Gather every line of the material that contains the word "image", treating uppercase and lowercase as different.

*** Opening of Material for the task ***

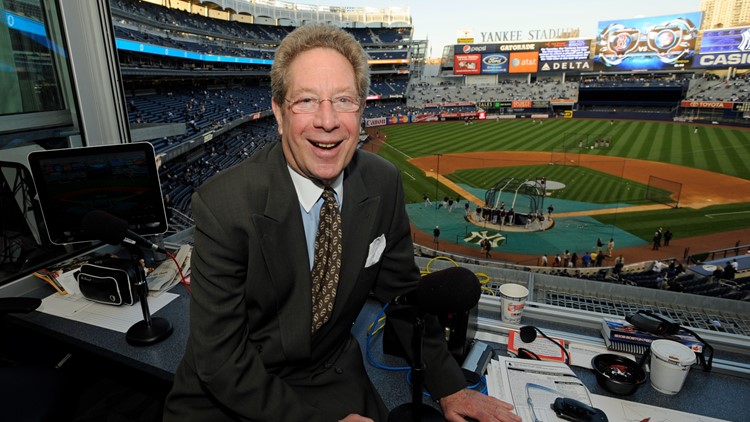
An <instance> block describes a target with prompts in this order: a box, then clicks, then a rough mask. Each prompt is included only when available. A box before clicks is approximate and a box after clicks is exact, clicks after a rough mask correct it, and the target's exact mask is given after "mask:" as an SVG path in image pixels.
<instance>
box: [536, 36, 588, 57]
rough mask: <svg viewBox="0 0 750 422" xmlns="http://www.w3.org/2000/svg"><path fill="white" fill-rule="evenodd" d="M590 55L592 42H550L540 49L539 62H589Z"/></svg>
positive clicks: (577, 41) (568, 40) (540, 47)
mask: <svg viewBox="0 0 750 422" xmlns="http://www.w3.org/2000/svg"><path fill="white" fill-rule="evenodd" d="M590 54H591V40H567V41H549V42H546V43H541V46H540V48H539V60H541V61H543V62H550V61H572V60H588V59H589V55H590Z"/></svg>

*** Close of Material for the task ***
*** Opening of Material for the task ***

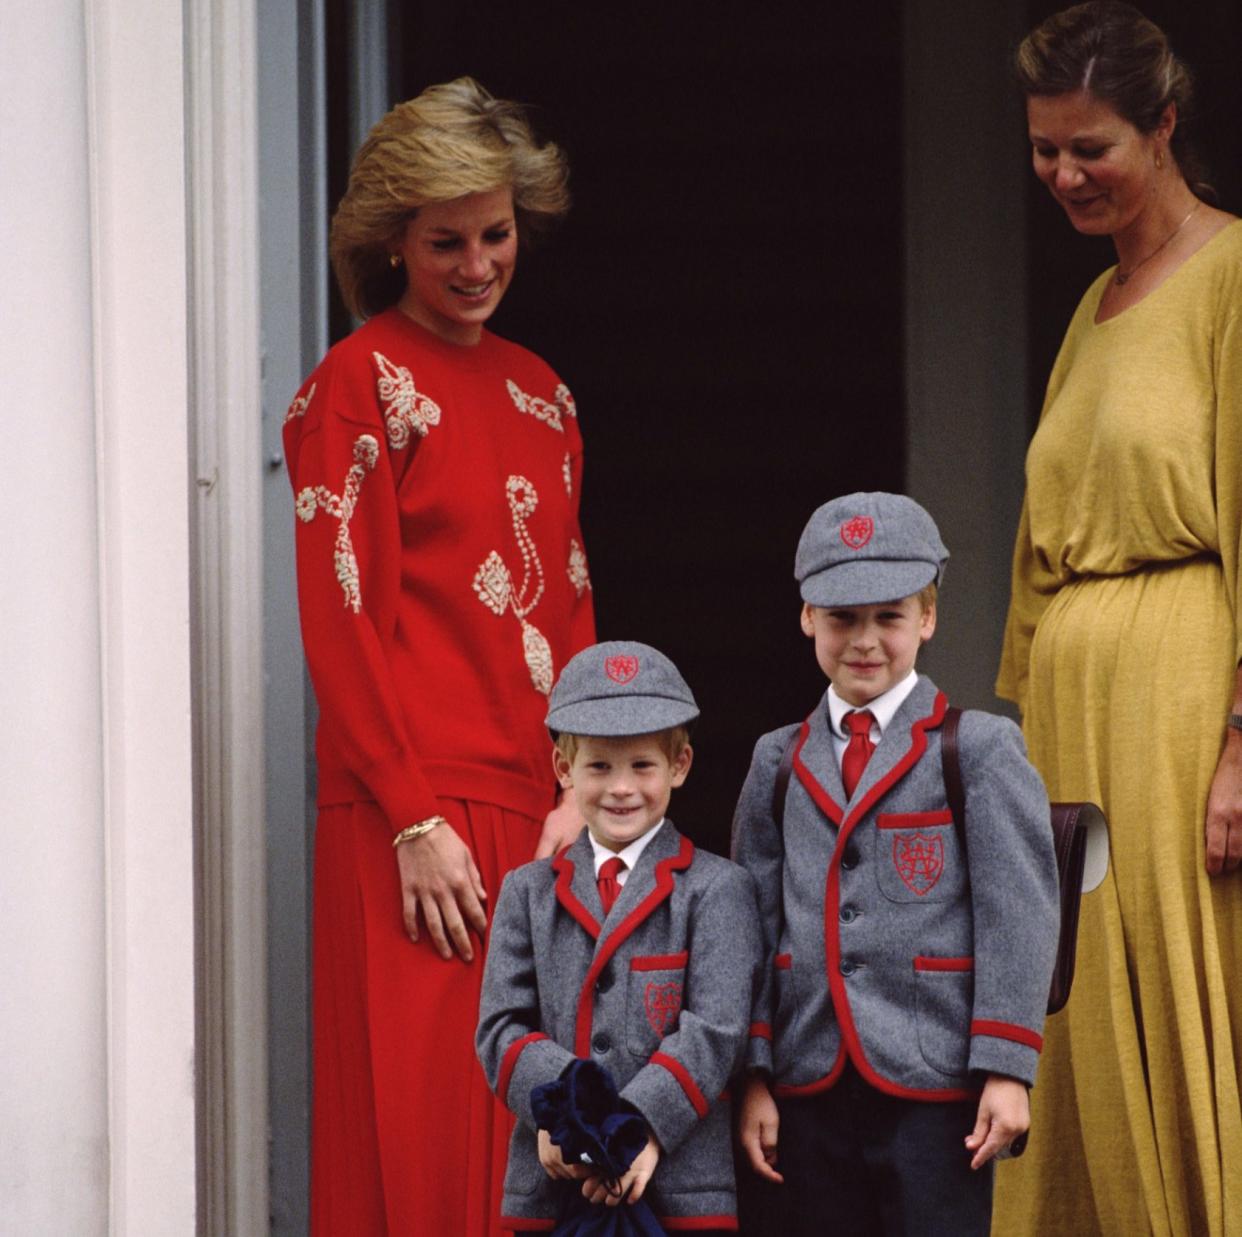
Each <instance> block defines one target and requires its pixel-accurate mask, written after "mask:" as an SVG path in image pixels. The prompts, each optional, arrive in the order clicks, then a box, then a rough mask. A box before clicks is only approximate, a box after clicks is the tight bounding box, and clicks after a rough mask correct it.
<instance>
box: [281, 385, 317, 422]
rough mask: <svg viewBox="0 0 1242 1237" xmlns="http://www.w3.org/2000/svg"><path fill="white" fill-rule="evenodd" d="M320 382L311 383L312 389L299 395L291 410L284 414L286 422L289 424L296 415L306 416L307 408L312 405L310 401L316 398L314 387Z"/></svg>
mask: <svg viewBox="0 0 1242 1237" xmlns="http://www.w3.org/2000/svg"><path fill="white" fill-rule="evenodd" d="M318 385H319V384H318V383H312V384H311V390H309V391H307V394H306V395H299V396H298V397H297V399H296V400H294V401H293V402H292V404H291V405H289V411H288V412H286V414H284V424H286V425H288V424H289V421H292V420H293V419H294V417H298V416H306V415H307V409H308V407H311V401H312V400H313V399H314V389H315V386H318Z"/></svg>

*** Close of Material for the task ***
*** Opening of Material for the task ***

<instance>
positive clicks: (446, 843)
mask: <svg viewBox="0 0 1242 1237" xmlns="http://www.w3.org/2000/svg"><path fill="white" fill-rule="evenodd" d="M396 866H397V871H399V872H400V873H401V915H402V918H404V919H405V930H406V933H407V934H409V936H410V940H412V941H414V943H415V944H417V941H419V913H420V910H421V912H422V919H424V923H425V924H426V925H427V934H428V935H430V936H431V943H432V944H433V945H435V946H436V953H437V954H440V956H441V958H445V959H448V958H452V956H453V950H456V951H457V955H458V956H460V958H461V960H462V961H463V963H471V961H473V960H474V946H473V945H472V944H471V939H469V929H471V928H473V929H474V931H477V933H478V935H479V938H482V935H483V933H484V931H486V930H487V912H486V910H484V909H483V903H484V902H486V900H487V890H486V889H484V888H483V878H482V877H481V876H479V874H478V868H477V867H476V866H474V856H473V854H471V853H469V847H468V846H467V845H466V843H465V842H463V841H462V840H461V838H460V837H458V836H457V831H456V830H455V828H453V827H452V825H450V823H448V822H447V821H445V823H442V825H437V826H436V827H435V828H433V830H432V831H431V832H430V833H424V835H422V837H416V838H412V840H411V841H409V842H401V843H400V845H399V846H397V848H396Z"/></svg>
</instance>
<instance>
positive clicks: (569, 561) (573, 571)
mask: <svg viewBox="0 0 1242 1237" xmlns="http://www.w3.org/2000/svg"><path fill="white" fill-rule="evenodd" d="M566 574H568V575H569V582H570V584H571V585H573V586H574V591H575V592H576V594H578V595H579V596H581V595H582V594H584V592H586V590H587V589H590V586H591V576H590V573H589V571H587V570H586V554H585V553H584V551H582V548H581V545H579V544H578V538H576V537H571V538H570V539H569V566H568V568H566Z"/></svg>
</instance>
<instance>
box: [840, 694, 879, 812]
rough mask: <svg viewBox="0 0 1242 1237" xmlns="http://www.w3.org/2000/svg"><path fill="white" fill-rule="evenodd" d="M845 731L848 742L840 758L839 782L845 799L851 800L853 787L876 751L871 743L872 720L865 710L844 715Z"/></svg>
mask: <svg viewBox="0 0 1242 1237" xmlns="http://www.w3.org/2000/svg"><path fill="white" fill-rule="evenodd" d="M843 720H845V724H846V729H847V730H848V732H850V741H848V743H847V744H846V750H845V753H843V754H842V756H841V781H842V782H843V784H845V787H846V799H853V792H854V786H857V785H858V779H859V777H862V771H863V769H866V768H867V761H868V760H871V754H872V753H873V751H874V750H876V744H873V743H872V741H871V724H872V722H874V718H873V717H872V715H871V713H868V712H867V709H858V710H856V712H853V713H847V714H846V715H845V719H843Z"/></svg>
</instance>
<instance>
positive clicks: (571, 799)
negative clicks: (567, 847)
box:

*** Close of Material for the task ***

Response area:
An <instance> block describes a target with prompts in this order: a box, then clicks, then a rough mask. Each prompt is included only when available. A box before clicks is approximate and a box after clicks is exact, clicks after a rough mask correct it, and the target's exact mask is given after "mask:" as an SVG path in image pixels.
Each <instance> block defines one target and requires its pixel-accurate mask, written after "mask:" as an SVG path in image pixels. The prompts, each optional, arrive in the order clicks, then a box, then a rough mask. A box before clicks is only approximate, a box after clicks is the tight bounding box, and clicks after a rough mask correct it.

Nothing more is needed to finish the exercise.